Texto >>
Catarina Martins entregou uma queixa ao Ministério Público a partir de denúncias recolhidas sobretudo na recente vaga de imigração timorense. Relatos mostram como os angariadores praticam abusos dos direitos humanos e laborais destas pessoas com a cumplicidade das empresas agrícolas que os empregam.
Catarina Martins à saída da Procuradoria Geral da República. Foto Miguel A. Lopes/Lusa

Catarina Martins foi esta terça-feira à Procuradoria Geral da República entregar uma queixa sobre os abusos laborais e de direitos humanos que sofrem muitos imigrantes que chegam a Portugal e ficam na mão dos angariadores que vendem a sua força de trabalho a grandes explorações agrícolas.

Enunciado da tarefa >> Reescreva o texto desde "Catarina Martins entregou" até "grandes explorações agrícolas.", inclusive, trocando "angariadores" por "intermediários".

Lista de itens >>

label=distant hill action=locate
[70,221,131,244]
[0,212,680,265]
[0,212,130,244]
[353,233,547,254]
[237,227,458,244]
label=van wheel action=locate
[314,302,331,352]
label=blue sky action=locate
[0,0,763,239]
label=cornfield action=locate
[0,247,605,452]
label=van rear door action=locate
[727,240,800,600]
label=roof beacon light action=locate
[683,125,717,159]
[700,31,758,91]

---

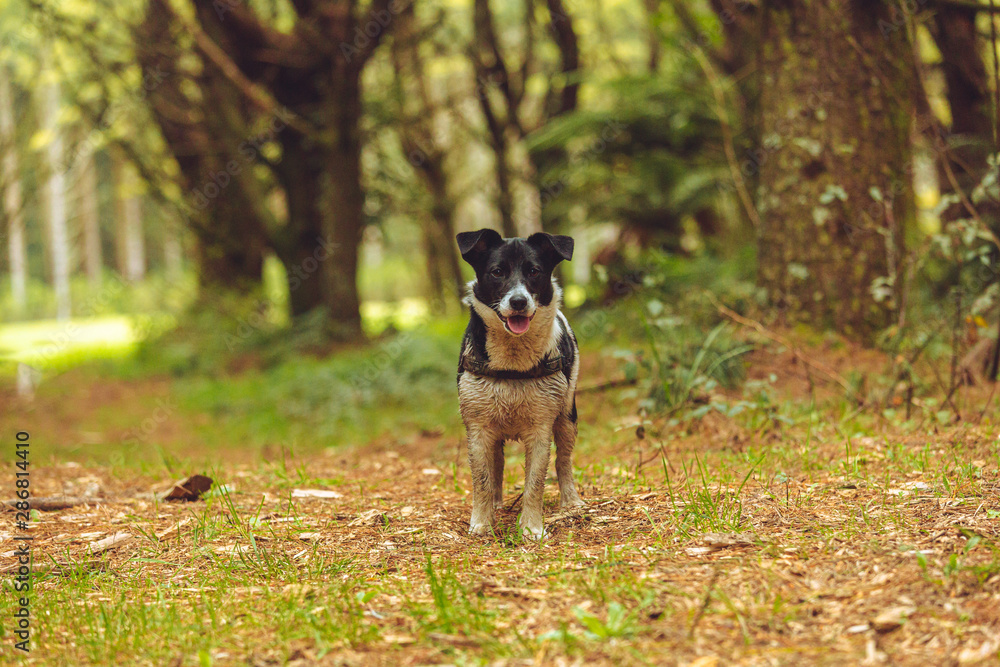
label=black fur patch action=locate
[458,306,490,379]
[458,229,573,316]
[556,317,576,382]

Resposta ao exercício >>
Catarina Martins entregou uma queixa ao Ministério Público a partir de denúncias recolhidas sobretudo na recente vaga de imigração timorense. Relatos mostram como os intermediários praticam abusos dos direitos humanos e laborais destas pessoas com a cumplicidade das empresas agrícolas que os empregam.
Catarina Martins à saída da Procuradoria Geral da República. Foto Miguel A. Lopes/Lusa

Catarina Martins foi esta terça-feira à Procuradoria Geral da República entregar uma queixa sobre os abusos laborais e de direitos humanos que sofrem muitos imigrantes que chegam a Portugal e ficam na mão dos intermediários que vendem a sua força de trabalho a grandes explorações agrícolas.